::: Passage shown :::

It seems that every day I work in the emergency department, I’m amazed by yet another hard reality of modern medicine.  One of the most striking is that a great many physicians don’t want to be physicians anymore.  I mean, they want the title and the money, but the hard work of being with people, caring for the sick, touching them, investing in them…well that’s a little too far off their radar.

Examples?  Primary care doctors who do a cursory exam and then send the patient to the ER for the ‘pre-admission’ physical by the ER doctor.  Read:  ‘I’m too busy to do this, so someone else needs to do the evaluation for me.’  Physical exam and history, connection, once the mainstay and high glory of primary care, too often considered an inconvenience.

Specialist?  How about surgeons for whom operating was once the greatest thrill of all, but who now put off the appendectomy for 12 hours to finish the office.  Surgeons who try to find every reason to transfer the trauma, or the kid, or the complicated anything, and who want to admit to internists and only consult.  Surgeons who want me to evaluate post-op complications.  In years past, a surgeon would chew your arm off if you removed the dressing he placed on his patient!

Cardiologists?  Cardiologists in smaller hospitals who find acute myocardial infarction, heart attack, to be a really annoying interruption to their day of diagnostic cardiac caths and stress tests, and who say of resuscitations:  ‘I’m too far away to make a difference.  do your best.’

Neurologists who don’t want to admit or treat strokes acutely, but want them admitted to someone else, or transferred out of town to ‘stroke centers.’

Pediatricians who don’t want to take call.  ER doctors who only want to order tests and call an admitting doctor, without actually evaluating the problem.

Neurosurgeons who would rather berate than operate.

I could go on and on.
But there are the patients, you see.  Patients who refuse to take any responsibility for themselves.  Who won’t buy the $4 prescription you make pains to write, so that they can get it at WalMart.  Patients who smoke two packs a day years after their expensive bypass surgery.  Pregnant children whose parents smile about the new grand-baby, then raise it themselves while their daughters become pregnant by yet another pimply faced teen or street thug; parents who raise those pimply-faced teens and thugs, and say ‘boys will be boys.’  All of them who say, ‘don’t you got nothing to give me for pain?  Lortab don’t do nothing for me!’  All of them who see the gift of free care given to them, not as a kindness, but as an entitlement which the government, or the rich, owe them.
College students addicted to ADHD drugs, and who sell them at finals.  Colleges who tell their students to keep having sex with whomever they want, irrespective of the explosion of STD’s that plague health departments, ER’s and student health clinics.

Young men and women desparate to get the magic golden ticket…disability!  High holy grail of all things.  Drunk drivers arrested and arrested and arrested, who cuss and fume and threaten the staff, but who don’t understand why they aren’t treated with mints on the pillow.

Even the insured, who in their insured comfort feel that all insurance has to do with a giant pot of money, and that anything they want should be ordered, because they want it. Generation after generation of men and women, boys and girls allowed to think that pills and procedures, X-rays and CT scans are the answer to their inner emptiness, and who seek those things like men once sought God.

::: Entries shown :::

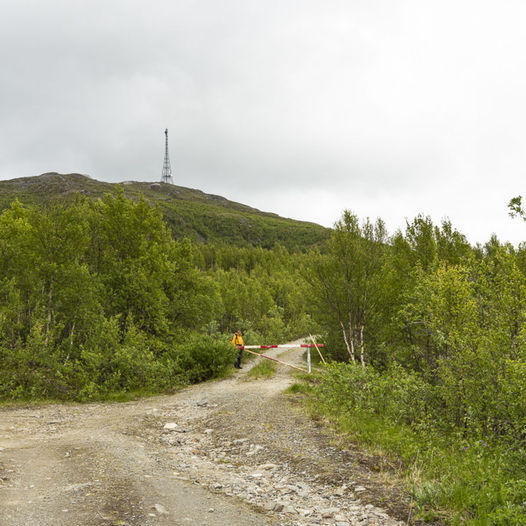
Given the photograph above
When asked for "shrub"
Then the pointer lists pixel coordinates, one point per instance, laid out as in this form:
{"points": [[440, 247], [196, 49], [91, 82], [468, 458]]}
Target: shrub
{"points": [[202, 358]]}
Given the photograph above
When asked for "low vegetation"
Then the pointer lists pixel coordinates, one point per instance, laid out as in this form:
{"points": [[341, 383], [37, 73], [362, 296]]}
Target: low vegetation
{"points": [[103, 296], [263, 369], [432, 333]]}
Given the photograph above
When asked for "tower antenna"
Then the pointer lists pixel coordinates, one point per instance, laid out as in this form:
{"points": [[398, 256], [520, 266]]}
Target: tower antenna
{"points": [[167, 170]]}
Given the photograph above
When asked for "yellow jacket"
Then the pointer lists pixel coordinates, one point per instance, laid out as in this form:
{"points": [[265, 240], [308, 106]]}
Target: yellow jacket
{"points": [[238, 340]]}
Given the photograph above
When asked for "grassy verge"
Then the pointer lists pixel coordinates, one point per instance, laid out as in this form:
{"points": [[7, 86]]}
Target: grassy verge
{"points": [[452, 479]]}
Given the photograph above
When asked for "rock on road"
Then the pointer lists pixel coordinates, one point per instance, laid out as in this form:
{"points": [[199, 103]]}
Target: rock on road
{"points": [[230, 452]]}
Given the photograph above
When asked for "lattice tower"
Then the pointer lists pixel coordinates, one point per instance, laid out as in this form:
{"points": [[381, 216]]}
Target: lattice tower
{"points": [[167, 170]]}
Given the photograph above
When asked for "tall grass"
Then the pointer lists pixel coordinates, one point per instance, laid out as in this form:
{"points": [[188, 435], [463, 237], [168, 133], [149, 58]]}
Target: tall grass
{"points": [[453, 475]]}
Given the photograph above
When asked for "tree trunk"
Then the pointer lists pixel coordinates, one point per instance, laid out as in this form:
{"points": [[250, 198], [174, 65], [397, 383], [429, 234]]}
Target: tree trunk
{"points": [[49, 311], [362, 347]]}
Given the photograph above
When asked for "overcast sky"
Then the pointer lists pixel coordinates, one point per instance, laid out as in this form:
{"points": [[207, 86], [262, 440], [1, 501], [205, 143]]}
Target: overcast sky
{"points": [[389, 108]]}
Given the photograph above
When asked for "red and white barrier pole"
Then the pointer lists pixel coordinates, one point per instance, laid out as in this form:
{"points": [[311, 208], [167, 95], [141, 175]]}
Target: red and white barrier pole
{"points": [[308, 346]]}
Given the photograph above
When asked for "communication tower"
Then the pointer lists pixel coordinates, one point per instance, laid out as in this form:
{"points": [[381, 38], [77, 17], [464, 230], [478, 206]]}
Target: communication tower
{"points": [[167, 170]]}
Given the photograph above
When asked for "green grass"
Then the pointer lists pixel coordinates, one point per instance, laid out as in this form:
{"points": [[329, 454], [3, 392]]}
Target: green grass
{"points": [[264, 369], [452, 480]]}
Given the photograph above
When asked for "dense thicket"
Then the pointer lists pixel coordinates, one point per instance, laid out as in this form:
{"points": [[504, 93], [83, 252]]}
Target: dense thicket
{"points": [[436, 331], [427, 334], [96, 297]]}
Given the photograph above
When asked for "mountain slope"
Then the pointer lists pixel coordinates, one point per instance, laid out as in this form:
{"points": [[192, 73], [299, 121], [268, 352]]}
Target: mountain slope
{"points": [[191, 213]]}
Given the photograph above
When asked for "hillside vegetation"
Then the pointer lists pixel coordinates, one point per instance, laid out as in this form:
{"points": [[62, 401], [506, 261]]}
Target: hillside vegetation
{"points": [[189, 213]]}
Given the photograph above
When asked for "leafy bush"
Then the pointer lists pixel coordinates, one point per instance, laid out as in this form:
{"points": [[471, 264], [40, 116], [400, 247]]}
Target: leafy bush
{"points": [[202, 358]]}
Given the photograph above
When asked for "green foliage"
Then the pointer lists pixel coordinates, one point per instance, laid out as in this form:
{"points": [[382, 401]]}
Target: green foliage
{"points": [[462, 475], [203, 357], [96, 298]]}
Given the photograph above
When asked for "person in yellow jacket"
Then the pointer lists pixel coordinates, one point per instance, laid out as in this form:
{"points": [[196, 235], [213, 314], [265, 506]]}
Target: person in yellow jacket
{"points": [[237, 340]]}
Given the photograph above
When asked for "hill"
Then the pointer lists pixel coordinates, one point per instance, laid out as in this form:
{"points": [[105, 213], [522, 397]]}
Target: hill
{"points": [[190, 213]]}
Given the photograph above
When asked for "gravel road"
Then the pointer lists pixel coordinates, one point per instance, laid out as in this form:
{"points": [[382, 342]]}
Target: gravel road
{"points": [[234, 452]]}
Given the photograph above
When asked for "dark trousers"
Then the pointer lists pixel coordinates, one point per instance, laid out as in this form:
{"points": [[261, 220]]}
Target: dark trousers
{"points": [[238, 361]]}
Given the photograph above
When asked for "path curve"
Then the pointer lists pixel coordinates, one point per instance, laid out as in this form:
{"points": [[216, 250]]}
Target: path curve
{"points": [[235, 452]]}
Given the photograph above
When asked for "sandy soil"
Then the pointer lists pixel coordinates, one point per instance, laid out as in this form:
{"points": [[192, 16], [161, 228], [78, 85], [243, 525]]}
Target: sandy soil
{"points": [[232, 452]]}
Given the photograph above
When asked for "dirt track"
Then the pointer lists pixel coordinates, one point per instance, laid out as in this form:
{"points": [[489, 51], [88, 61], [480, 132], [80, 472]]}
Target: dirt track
{"points": [[232, 452]]}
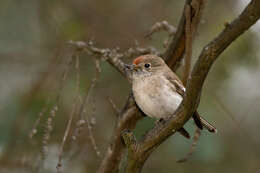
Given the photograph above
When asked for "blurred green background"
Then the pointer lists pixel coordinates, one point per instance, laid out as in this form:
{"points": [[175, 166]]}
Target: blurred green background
{"points": [[33, 55]]}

:::

> [Tasks to carry out]:
1 – Does the essay support each of these statements? Answer (a), (b), and (c) with yes or no, and quote the deciding words. (a) Some surgeons put off an appendectomy for 12 hours to finish the office. (b) Pediatricians are described as eager to take call. (c) Some patients smoke two packs a day years after bypass surgery.
2 – Could you repeat the stretch of the essay from "Neurologists who don’t" through "berate than operate."?
3 – According to the essay, what would neurosurgeons rather do than operate?
Nothing in the lines matters here.

> [Solution list]:
1 –
(a) Yes: "put off the appendectomy for 12 hours to finish the office"
(b) No: "Pediatricians who don’t want to take call."
(c) Yes: "Patients who smoke two packs a day years after their expensive bypass surgery."

2 –
Neurologists who don’t want to admit or treat strokes acutely, but want them admitted to someone else, or transferred out of town to ‘stroke centers.’

Pediatricians who don’t want to take call.  ER doctors who only want to order tests and call an admitting doctor, without actually evaluating the problem.

Neurosurgeons who would rather berate than operate.

3 – Berate.